* CHALLENGE: Carry the book review on climate change engagement forward from its last sentence, in the same style.

* PAGE:
= = =
Book review: Adam Corner and Jamie Clarke, Talking Climate: From Research to Practice in Public Engagement (2017, Palgrave Macmillan).

A shorter version of this book review will appear on the NESSE website.


Even in Britain where we talk incessantly about the weather, broader climate change is rarely a topic of conversation. It may make the news occasionally, but it is far from a mainstream concern – despite being, as The Lancet put it in 2009, ‘the biggest global health threat of the 21st century’. In the timely and cogently argued Talking Climate, Climate Outreach's Adam Corner and Jamie Clarke set out how climate change can be brought not only into conversation but into our way of life, breaking the ‘social silence’ that surrounds it.

The book lays down five principles to begin to bridge the gap from established science to everyday reality – establishing a process to engage the public at what is a crucial time for our planet.

First, learn from previous campaigns – which have, largely, failed to make anything other than a fleeting impact. Remember the Make Poverty History campaign? – initially hugely successful, public concern then dropped back to earlier levels within just a couple of years. In the case of climate change, new engagement will have to be permanent.

Next, ‘being right is not the same as being persuasive’, so climate change must connect with people’s existing, established values. This is not a right- or left-wing issue: Mrs Thatcher, herself a scientist, was entirely convinced by the evidence for climate change – and a very revealing excerpt from her speech to the Tory Party Conference in 1989 shows that she framed action as being about responsibility, leadership and safeguarding our world.
= = =
* DATA SEGMENT:
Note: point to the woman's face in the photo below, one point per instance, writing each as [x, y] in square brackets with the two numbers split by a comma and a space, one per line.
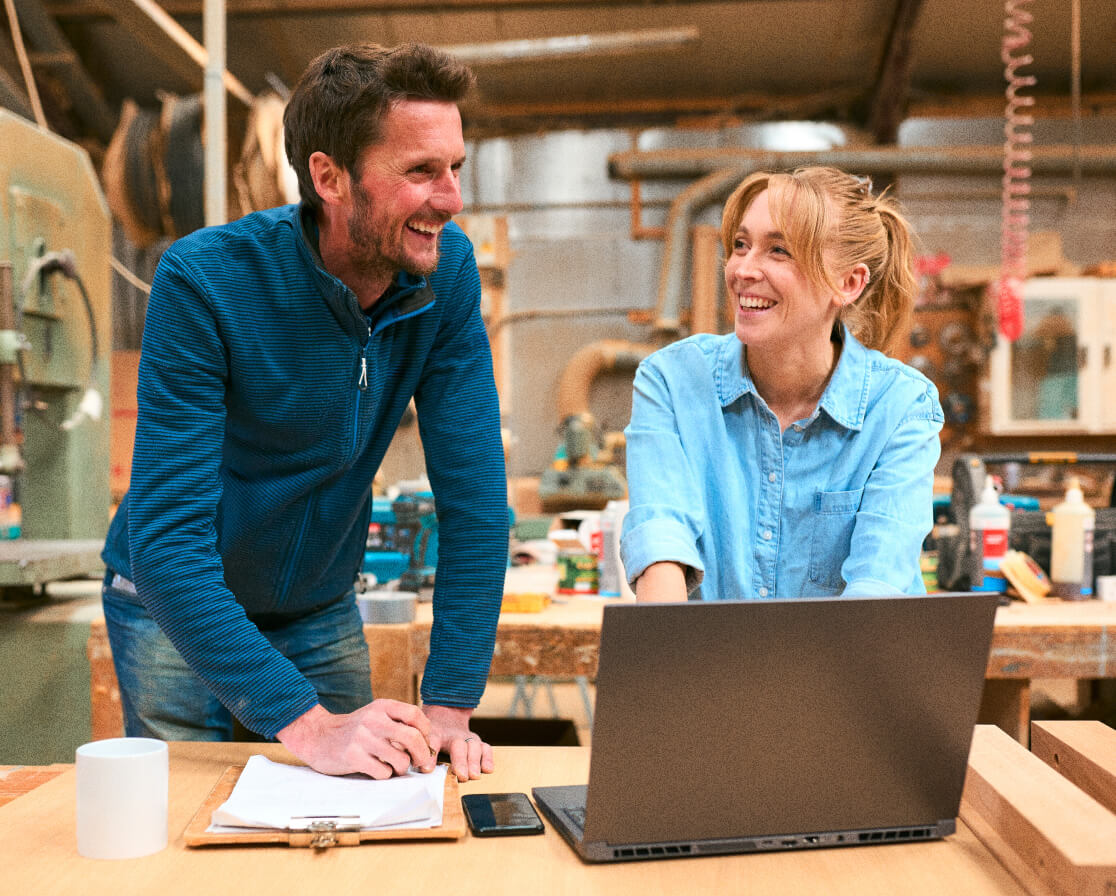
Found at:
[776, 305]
= = =
* ANSWER BELOW:
We also need to tell new narratives (stories) that speak to actual experience – our visual and verbal language has fallen short. While an image of a polar bear is almost synonymous with climate change, it implies that climate change is distant and downplays the impact on people. Similarly, talking about ‘2 degrees’ may merely beg the question ‘but wouldn’t it be rather pleasant if things were just that bit warmer?’...

Just nudging us into recycling or providing us with short-term economic incentives isn’t going to make the difference. Instead, something intrinsic needs to click: we need ‘climate citizenship' (and taking responsibility for the future) to become part of our individual identity.

Finally, the new narratives must be supported by new and different voices (trusted messengers) – whether sports teams, Mumsnet, trade unions or religious leaders (notably Pope Francis, whose 2015 Papal Encyclical was a ‘powerful … call to arms’).

Even seemingly well-established norms (smoking in public places, gay marriage) can shift surprisingly quickly – but, as the book notes, climate change is of a completely different order of magnitude, something that impacts on myriad areas of our lives. Clearly a shift in public engagement is a huge challenge – but a new social norm (a strong groundswell of public opinion) will be needed if politicians are not to backpedal on commitments made in the Paris Agreement in the face of economic or other crises. This has to be a whole-of-society change, setting us all on our own individual paths to a more sustainable future.

In a previous life I worked as an academic copy-editor – and it is wearing that hat that I note that the book is particularly well written: a combination of clearly-thought-through comment, sensible examples, pithy remarks ('a climate solution is only as good as the story that surrounds it') and an admirable lack of defeatism. Especially pleasing was the lack of jargon, even avoiding – if I recall correctly – the dreaded 'stakeholders', a word that I wince every time I find myself using.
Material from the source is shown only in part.